:: Short exercise 1 ::
List every line of the listing below that contains the word "shelf", copying each one as it appears.

:: Document extract ::
Sunday, March 16, 2008

Recommended reading

I don't know a good way to argue with anti-global warming claptrap. Those who opine on the subject from the standpoint of "climate change is a hoax" or "CO2 is a good thing" are trying to pass of their opinions as science and many people are very willing to accept opinions like these because they fit in so nicely with pre-conceived notions. If it's a liberal plot to keep us from enjoying the lifestyle they've worked so hard to have, it's easier to dismiss than if it's a real threat. The fact is, climate change, like most environmental change, is incremental, meaning it's not obvious unless you look over a long time. We have looked long enough, and have reconstructed far enough back to have a great deal of confidence that global warming is happening as a result of anthropogenic greenhouse gas emissions. That's not an opinion, and it's not a condemnation of our lifestyles specifically; it is a fact.

Outdated research is one of the surest signs someone is an anti-global warming climate skeptic, though since global warming is a "liberal academic plot" I'm not sure you'd make much headway citing updated research. It's unfortunate that the IPCC used the Mann, et. al, reconstruction in that first (?) report since it really is fatally flawed (though it's conclusions are correct--in fact, better reconstructions show more warming, not less). Even so, more recent reconstructions using better methods still show the current warming as unusual given the forcings we can measure, and show it occurring rather fast. A good, true multiproxy reconstruction that's more recent than the Mann, et. al, 1999 used by the IPCC that actually shows the climate variability over the last couple of thousand years is the Moberg, 2005 reconstruction.

:: Listing ::
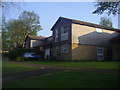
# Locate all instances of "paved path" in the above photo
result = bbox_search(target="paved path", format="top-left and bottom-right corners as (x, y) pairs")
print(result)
(3, 61), (120, 83)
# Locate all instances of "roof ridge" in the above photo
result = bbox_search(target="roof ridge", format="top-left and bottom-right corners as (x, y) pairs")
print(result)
(60, 17), (120, 31)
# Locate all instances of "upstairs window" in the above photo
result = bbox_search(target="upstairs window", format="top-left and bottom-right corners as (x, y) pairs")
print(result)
(97, 46), (104, 61)
(96, 28), (103, 33)
(55, 29), (58, 42)
(61, 26), (69, 41)
(61, 45), (69, 53)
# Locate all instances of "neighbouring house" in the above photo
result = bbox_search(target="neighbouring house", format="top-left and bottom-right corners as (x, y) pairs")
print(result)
(25, 17), (120, 61)
(24, 35), (52, 59)
(51, 17), (120, 60)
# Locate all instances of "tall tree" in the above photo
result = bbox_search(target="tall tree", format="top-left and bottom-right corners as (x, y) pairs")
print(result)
(3, 11), (41, 48)
(93, 0), (120, 16)
(99, 17), (112, 27)
(19, 11), (42, 35)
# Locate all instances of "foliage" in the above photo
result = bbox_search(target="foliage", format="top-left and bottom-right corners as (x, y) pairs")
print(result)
(19, 11), (41, 35)
(2, 52), (9, 57)
(1, 62), (41, 75)
(93, 0), (120, 16)
(16, 57), (25, 62)
(9, 48), (43, 60)
(99, 17), (112, 27)
(2, 11), (41, 49)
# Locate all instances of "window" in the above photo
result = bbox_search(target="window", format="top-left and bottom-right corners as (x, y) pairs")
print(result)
(97, 46), (104, 61)
(55, 29), (58, 42)
(61, 26), (69, 41)
(96, 28), (102, 33)
(61, 45), (69, 53)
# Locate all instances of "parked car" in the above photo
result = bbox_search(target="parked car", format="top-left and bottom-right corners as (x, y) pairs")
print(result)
(23, 52), (43, 59)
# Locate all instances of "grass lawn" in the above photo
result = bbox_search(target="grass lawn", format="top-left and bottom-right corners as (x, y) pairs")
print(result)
(3, 71), (118, 88)
(1, 62), (40, 75)
(28, 61), (120, 69)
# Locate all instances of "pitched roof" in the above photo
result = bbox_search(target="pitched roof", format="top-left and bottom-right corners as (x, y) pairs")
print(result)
(51, 17), (120, 32)
(28, 35), (46, 40)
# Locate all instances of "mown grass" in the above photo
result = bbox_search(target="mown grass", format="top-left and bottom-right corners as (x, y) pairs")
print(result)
(27, 61), (120, 69)
(3, 71), (119, 88)
(1, 62), (41, 75)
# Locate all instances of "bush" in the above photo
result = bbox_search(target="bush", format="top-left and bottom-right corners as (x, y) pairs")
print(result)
(9, 48), (43, 60)
(16, 57), (25, 62)
(2, 52), (9, 57)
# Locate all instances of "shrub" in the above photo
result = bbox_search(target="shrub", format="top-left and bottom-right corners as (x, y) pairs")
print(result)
(16, 57), (25, 62)
(9, 48), (43, 60)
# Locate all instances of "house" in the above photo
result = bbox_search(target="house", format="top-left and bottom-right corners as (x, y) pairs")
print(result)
(24, 35), (45, 48)
(25, 17), (120, 61)
(24, 35), (52, 59)
(51, 17), (120, 61)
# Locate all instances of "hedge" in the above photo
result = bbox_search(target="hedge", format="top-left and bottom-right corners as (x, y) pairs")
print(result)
(9, 48), (43, 60)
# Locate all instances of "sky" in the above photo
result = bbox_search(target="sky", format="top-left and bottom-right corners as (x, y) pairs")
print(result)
(5, 2), (118, 37)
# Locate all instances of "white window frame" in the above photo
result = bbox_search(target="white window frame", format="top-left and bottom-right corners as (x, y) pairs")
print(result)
(61, 45), (69, 53)
(97, 46), (104, 61)
(61, 26), (69, 41)
(96, 28), (103, 33)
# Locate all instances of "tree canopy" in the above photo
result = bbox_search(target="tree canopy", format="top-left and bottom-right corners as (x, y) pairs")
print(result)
(93, 1), (120, 16)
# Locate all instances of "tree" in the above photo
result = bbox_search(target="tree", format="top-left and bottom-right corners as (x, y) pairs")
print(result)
(19, 11), (42, 35)
(93, 1), (120, 16)
(3, 11), (41, 48)
(99, 17), (112, 27)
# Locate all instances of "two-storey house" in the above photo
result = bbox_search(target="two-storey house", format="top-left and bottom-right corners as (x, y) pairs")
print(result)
(51, 17), (119, 60)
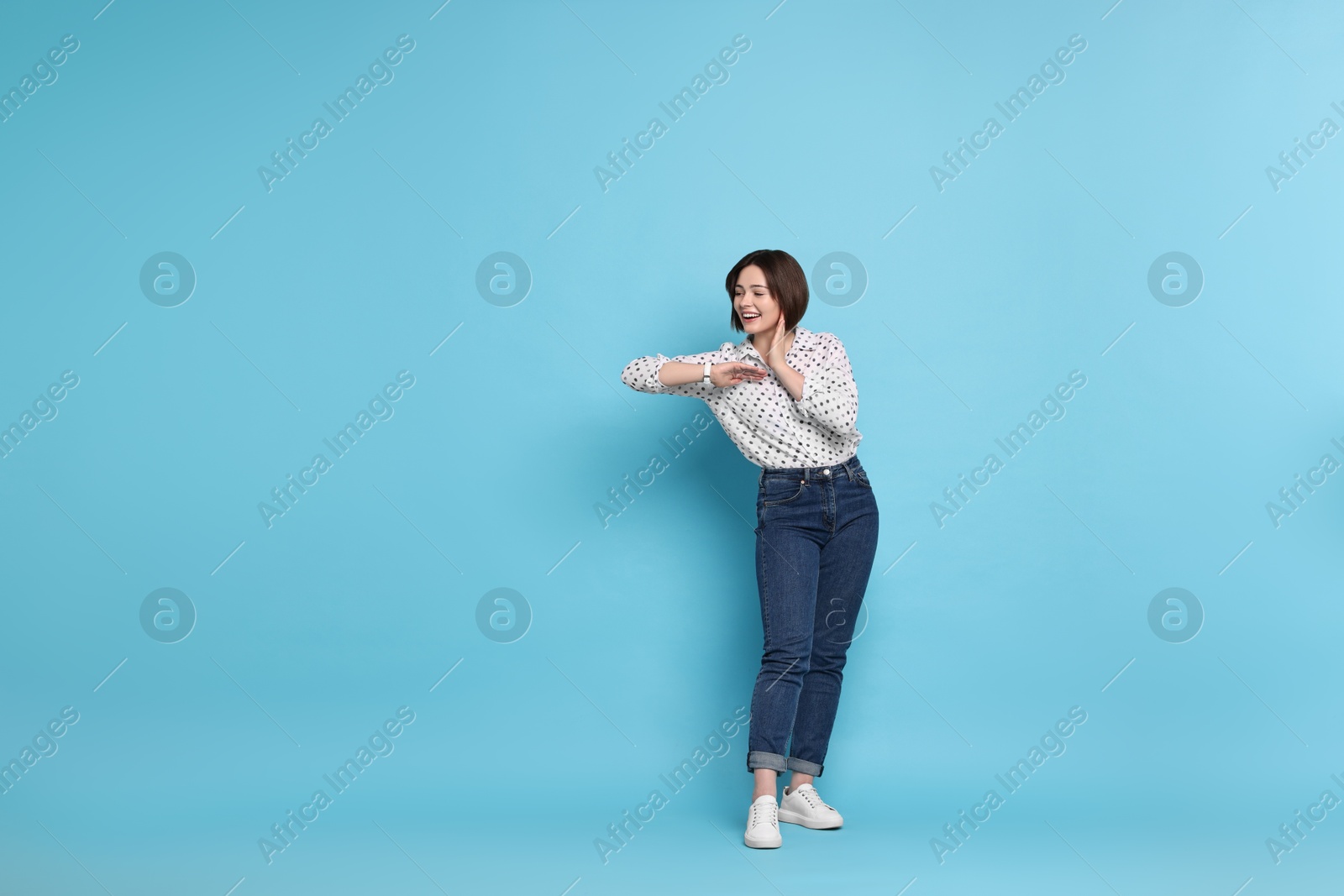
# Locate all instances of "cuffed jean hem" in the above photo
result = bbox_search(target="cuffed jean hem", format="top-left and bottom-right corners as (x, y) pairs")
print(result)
(785, 757), (822, 778)
(748, 750), (797, 773)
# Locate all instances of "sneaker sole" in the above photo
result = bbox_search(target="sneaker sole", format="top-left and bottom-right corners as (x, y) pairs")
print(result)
(778, 809), (844, 831)
(742, 837), (784, 849)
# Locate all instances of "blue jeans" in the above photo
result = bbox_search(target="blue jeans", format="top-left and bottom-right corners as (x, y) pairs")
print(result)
(748, 455), (878, 775)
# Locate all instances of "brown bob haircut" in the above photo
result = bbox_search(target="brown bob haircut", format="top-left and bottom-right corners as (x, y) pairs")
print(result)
(726, 249), (808, 332)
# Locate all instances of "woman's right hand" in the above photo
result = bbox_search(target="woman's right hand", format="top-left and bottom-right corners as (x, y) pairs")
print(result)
(710, 361), (766, 388)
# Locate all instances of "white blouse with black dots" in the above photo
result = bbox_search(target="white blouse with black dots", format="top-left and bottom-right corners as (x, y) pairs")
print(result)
(621, 327), (863, 469)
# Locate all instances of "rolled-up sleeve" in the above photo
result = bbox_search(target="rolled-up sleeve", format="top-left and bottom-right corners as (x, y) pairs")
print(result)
(621, 347), (724, 398)
(793, 333), (858, 435)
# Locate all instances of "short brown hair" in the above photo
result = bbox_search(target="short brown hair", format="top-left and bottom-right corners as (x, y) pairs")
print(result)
(726, 249), (808, 332)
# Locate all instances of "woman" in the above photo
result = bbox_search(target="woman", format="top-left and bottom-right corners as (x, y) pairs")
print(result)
(621, 249), (878, 849)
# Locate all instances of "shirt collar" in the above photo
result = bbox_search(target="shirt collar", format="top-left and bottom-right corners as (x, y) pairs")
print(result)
(732, 324), (817, 363)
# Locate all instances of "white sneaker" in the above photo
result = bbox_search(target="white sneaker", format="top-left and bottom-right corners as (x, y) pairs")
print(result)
(742, 794), (784, 849)
(778, 783), (844, 831)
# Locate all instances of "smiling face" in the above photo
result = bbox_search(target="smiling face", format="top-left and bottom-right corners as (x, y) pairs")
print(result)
(732, 265), (781, 343)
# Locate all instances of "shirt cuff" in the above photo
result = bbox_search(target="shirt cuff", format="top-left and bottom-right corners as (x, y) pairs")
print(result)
(649, 354), (672, 392)
(793, 374), (817, 417)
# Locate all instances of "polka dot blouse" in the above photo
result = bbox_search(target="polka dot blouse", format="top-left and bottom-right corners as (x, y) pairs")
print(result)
(621, 327), (863, 469)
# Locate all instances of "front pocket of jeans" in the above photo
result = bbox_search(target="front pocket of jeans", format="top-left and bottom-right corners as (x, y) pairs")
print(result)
(762, 479), (808, 506)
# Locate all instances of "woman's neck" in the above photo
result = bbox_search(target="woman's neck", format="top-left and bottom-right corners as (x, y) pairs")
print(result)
(751, 327), (798, 358)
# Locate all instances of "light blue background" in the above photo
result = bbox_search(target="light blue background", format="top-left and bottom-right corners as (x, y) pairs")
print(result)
(0, 0), (1344, 896)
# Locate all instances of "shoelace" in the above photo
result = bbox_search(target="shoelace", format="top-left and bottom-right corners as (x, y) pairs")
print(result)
(791, 787), (831, 809)
(748, 804), (780, 827)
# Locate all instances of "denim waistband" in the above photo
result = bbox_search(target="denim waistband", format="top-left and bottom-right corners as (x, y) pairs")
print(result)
(761, 454), (863, 482)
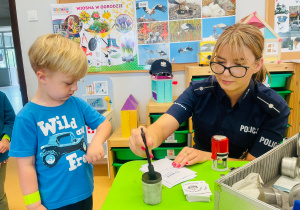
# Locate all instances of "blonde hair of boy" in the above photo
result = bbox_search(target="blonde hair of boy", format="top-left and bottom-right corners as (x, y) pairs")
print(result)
(211, 23), (270, 82)
(28, 34), (88, 79)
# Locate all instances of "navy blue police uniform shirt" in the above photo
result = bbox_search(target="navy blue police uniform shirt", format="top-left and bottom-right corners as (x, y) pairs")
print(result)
(166, 76), (290, 158)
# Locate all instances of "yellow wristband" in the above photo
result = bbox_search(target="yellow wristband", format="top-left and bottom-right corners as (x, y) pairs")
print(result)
(2, 134), (10, 142)
(24, 191), (41, 206)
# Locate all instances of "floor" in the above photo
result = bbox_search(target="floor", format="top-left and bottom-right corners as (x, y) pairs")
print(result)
(5, 158), (112, 210)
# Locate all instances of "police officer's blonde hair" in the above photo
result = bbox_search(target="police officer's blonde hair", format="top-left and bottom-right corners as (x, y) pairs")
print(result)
(211, 23), (269, 82)
(28, 34), (88, 79)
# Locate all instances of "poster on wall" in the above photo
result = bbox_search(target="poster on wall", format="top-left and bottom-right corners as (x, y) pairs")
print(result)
(51, 0), (143, 73)
(274, 0), (300, 52)
(135, 0), (236, 65)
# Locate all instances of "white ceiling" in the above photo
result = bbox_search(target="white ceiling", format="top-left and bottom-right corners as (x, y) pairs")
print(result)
(0, 0), (10, 19)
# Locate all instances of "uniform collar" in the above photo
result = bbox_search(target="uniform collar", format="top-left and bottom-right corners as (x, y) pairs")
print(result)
(216, 79), (255, 107)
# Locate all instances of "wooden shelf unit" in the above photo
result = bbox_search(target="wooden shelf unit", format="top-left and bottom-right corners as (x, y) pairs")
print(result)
(185, 63), (300, 137)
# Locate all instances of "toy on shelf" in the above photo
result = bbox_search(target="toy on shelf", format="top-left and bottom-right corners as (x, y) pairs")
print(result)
(121, 94), (140, 138)
(149, 59), (175, 103)
(239, 12), (282, 63)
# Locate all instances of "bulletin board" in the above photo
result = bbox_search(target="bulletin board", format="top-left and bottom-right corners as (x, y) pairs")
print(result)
(54, 0), (235, 73)
(266, 0), (300, 61)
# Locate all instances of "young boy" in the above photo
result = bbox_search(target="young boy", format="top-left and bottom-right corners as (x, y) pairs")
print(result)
(9, 34), (111, 210)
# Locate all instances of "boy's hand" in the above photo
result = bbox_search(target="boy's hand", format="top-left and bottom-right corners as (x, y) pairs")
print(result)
(86, 141), (105, 163)
(0, 139), (9, 153)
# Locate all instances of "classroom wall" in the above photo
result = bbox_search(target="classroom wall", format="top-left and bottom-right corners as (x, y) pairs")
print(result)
(16, 0), (265, 126)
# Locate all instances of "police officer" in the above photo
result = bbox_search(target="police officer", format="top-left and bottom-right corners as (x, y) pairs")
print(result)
(129, 24), (290, 168)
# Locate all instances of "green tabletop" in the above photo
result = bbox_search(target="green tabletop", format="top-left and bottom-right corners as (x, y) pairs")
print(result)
(102, 160), (248, 210)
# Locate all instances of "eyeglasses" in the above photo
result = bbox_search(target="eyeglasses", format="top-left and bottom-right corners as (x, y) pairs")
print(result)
(210, 62), (250, 78)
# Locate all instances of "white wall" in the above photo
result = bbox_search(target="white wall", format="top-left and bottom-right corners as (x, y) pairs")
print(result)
(16, 0), (265, 126)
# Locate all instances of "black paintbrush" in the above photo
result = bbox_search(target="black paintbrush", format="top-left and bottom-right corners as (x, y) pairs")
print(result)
(141, 128), (156, 180)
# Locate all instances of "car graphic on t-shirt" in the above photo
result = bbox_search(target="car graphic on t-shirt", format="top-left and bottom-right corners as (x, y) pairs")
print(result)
(40, 132), (87, 168)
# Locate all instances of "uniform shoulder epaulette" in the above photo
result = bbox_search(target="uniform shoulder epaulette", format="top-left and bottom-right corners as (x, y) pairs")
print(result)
(191, 81), (215, 96)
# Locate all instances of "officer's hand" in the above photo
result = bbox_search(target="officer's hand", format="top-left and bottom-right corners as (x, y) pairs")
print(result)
(86, 139), (105, 163)
(172, 147), (211, 168)
(0, 139), (9, 153)
(129, 126), (156, 158)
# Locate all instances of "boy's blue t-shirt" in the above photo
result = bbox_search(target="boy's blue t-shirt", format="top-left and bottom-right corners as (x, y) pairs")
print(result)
(9, 96), (105, 209)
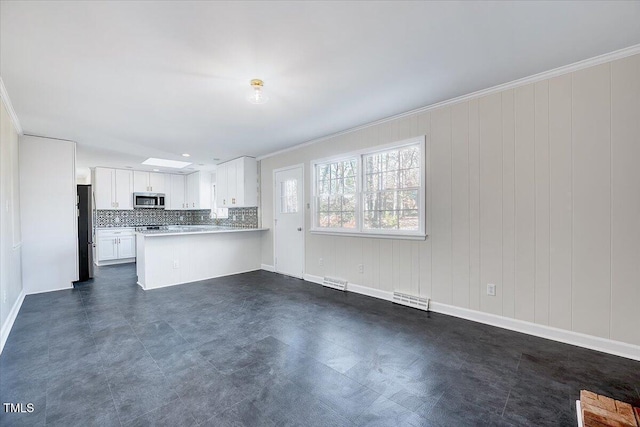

:: Short exercise 2 ::
Write the next part of the global warming blog post above, starting after its last sentence.

:: Final answer 1 ::
# Locate all instances of "wooden shelf unit" in the above photo
result = bbox_search(target="wooden shelf unit", format="top-left and bottom-right corners as (x, y) pairs")
# Locate all instances of "toy on shelf" in the above photo
result = bbox_search(target="toy on shelf", format="top-left and bottom-right corners as (x, y) pairs")

:: Final answer 2 ::
http://adsabs.harvard.edu/abs/2005Natur.433..613M

If you (intrepid readers) are interested in reasons why global warming, and our response to it, is important to consider RIGHT NOW, a book you might think about reading is "Collapse" by Jared Diamond. Some of his examples are questionable (Rwanda being an obvious one), but he does talk about the Vikings living in Greenland, which is frequently cited by climate skeptics as a reason why global warming is a good thing--we could go back to Greenland! He makes a pretty convincing argument that Viking farming practices, in combination with the cooling at the end of the Medieval warm period are really what did the Vikings in. Even without climate change it's pretty evident Greenland is a very marginal environment for a western civilization. The whole point of the book is that it's not so much environmental change that dooms civilizations to collapse, but what societies decide to do in response to environmental limits and difficulties. I personally think one of the hardest things we have to deal with is the human tendency to think that the good times will go on forever (the grasshopper mentality). Every civilization, every population, has the drive to expand to the furthest possible limit. If climate and the water and food supplies that are so critical to living, were constant that wouldn't be a bad thing. Unfortunately, there's a lot of variability to climate that impacts water and food supplies the world over. Additionally, we are pretty sure at this point from both climate reconstruction and from modeling that warming the climate is going to impact water supplies and other environmental variables that impact our ability to produce food. We here in the US I think have largely forgotten that famines can happen. The 1930's are remote, and we've built enough dams and tapped enough aquifers we feel, I think, a tad invulnerable to the impact of our environment. People live by the millions in Phoenix and Tuscon and Los Angeles year-round, isolated from the blistering heat by air conditioning; from lack of water by dams and water projects that pump water from hundreds of miles away to a tap in every home; and from the hunger that most populations face in bad crop years by shipments of food from artificially well-watered central California, Florida, and the Midwest.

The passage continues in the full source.